TASK GOAL:
Transcribe the passage of the Málaga relocation thread that opens with the words containing "When you moved" and closes with "you move here?".

SOURCE TEXT:
:::

# please help a lady moving to Málaga with son



## sol44 (Jul 9, 2014)

Dear Expats
I live in Manchester and due to chronic illness ME/FMS planning to move to Malaga summer 2015. My son will be 10 years and will be going to year 6 in UK. We know that he might do y5 again due to learning Spanish, but that is not a problem. I need someone to tell me where/how to find out about necessary paper work for enrolling in primary school in Malaga. As of now still don’t know which area to live, so any suggestions about nice neighbourhood for a Spanish school will be appreciated


----------



## thrax (Nov 13, 2008)

10 years old is just about on the cusp for a child to learn Spanish. Some are very successful and others just can't do it. There is always the international school system but that can be very expensive and the education level is not always that good. There are some excellent Spanish state schools but quite often the best ones don't have any vacancies. You really need to get out here for some exploratory holidays and have a look at as many different areas you can. Because I live here I am bound to say that east of Malaga is so much better than the touristy west and no doubt there will be those who agree and those who don't. Each to his/her own. The school where our son attends has been voted one of the best Spanish schools in Andalucía, so maybe have a look at Nerja/Torrox area...


----------



## sol44 (Jul 9, 2014)

I really appreciate your reply. We will try to rent a flat in the East as you suggested. In your opinion should we contact the school already now or next summer? Like you say if school is good it will be oversubscribed. We will not send him to private English school as we want him to immerse in Spanish culture and language. Learning Spanish will not be a problem for him at all. 
When you moved to Malaga what kind of difficulties you met enrolling children to school? I mean in term of paper work what should we bring/prepare? Thank u so much for info
soha


----------



## extranjero (Nov 16, 2012)

Have you researched all the other aspects of living in Spain?
Healthcare- are you on incapacity benefit, have you asked DWP about what will happen if you move here?
Taxes
Criteria for signing on the EU citizens register, often mistakenly referred to as residencia'?
Finances


----------



## thrax (Nov 13, 2008)

:::

ENTRIES SUPPLIED:
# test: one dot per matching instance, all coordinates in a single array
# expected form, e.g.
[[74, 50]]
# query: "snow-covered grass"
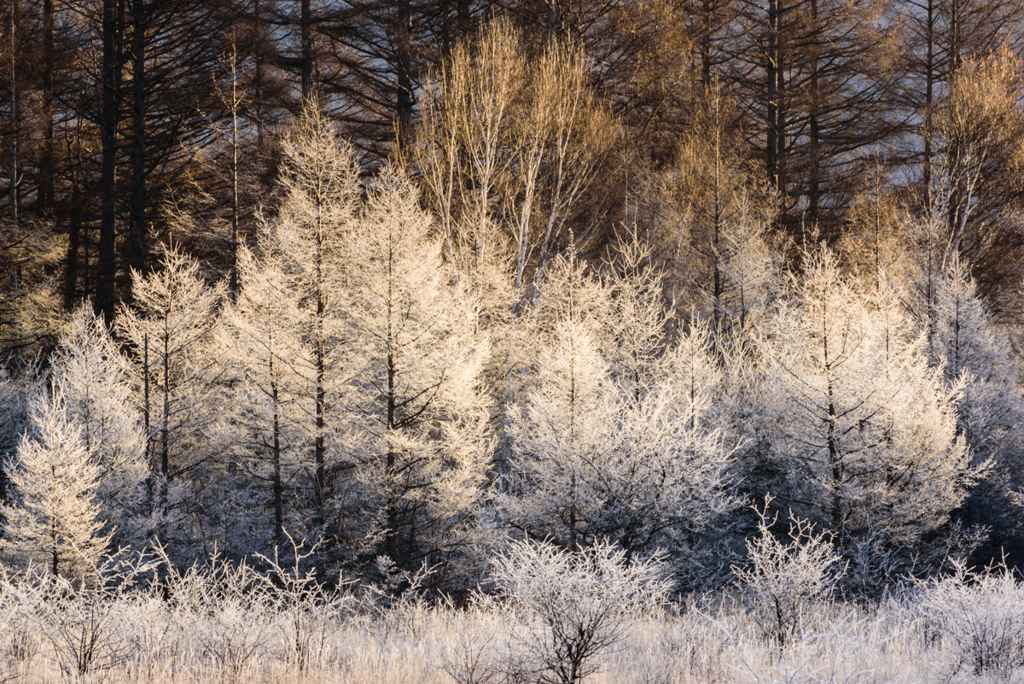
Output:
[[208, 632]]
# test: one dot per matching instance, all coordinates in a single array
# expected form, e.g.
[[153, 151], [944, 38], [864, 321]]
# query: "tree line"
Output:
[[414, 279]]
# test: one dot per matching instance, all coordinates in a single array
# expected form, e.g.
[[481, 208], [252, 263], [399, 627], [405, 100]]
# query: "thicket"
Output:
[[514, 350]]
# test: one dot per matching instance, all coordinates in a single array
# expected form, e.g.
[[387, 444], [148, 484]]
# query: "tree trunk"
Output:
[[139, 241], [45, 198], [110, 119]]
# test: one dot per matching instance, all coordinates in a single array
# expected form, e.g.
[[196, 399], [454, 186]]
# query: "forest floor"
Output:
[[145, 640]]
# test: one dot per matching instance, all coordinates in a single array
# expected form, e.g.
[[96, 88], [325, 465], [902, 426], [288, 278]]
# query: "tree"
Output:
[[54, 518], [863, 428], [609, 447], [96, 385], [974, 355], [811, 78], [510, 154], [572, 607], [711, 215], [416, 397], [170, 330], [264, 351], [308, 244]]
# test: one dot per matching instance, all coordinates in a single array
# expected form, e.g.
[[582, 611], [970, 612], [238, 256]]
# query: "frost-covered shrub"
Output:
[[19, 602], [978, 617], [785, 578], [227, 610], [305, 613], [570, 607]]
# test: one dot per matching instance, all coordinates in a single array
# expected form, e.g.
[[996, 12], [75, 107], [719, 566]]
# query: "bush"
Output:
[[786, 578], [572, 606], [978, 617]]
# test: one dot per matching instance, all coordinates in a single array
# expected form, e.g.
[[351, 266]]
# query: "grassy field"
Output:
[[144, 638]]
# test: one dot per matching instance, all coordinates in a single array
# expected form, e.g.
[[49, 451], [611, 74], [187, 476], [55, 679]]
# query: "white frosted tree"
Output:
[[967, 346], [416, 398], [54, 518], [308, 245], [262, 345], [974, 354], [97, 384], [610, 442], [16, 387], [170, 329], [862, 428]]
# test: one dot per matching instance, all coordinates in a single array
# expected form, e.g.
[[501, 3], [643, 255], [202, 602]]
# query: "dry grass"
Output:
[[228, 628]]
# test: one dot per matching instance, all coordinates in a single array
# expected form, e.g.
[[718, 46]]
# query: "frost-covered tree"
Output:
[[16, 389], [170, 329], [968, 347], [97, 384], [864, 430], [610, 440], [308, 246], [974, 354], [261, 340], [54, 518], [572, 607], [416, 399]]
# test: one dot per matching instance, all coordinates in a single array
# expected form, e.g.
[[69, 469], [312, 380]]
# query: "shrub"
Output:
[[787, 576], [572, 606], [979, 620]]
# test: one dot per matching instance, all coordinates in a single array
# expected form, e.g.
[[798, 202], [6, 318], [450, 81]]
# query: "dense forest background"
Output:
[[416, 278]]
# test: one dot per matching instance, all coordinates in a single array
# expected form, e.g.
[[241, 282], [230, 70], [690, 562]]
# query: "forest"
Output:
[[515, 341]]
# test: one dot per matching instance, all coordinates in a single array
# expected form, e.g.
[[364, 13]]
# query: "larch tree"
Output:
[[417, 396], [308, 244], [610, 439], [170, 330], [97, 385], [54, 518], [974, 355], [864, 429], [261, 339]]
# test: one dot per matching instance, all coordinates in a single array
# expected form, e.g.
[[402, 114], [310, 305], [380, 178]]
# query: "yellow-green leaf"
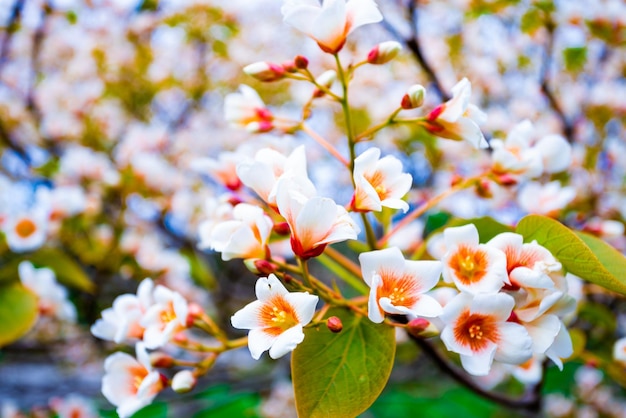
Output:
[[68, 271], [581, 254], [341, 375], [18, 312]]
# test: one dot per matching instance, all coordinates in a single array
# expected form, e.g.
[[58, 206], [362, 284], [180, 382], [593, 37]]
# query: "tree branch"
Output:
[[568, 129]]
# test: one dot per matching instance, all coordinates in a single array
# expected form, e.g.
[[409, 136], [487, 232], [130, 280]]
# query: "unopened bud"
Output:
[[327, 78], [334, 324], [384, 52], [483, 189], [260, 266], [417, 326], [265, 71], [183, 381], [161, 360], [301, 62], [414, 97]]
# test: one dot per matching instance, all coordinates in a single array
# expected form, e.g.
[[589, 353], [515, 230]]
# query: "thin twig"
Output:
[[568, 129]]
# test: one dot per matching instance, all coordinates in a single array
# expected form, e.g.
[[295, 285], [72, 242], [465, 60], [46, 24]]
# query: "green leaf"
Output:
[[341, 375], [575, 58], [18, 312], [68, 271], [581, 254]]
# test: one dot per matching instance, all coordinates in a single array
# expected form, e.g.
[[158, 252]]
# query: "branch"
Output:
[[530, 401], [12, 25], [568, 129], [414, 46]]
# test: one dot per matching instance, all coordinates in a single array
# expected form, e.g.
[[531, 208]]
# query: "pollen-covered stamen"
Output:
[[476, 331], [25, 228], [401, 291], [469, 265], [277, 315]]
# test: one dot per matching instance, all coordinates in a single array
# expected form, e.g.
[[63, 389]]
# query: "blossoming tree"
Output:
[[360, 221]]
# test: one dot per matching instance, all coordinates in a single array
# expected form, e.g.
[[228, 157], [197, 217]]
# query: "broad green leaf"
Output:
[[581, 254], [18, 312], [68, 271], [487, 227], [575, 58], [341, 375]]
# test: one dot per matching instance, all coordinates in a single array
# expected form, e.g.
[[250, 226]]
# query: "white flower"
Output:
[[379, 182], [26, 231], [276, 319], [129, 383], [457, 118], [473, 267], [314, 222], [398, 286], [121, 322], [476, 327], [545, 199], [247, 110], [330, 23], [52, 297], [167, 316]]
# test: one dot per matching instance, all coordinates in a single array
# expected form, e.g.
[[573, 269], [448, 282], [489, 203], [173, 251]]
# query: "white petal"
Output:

:::

EXPECTED ANSWER:
When you moved to Malaga what kind of difficulties you met enrolling children to school? I mean in term of paper work what should we bring/prepare? Thank u so much for info
soha


----------



## extranjero (Nov 16, 2012)

Have you researched all the other aspects of living in Spain?
Healthcare- are you on incapacity benefit, have you asked DWP about what will happen if you move here?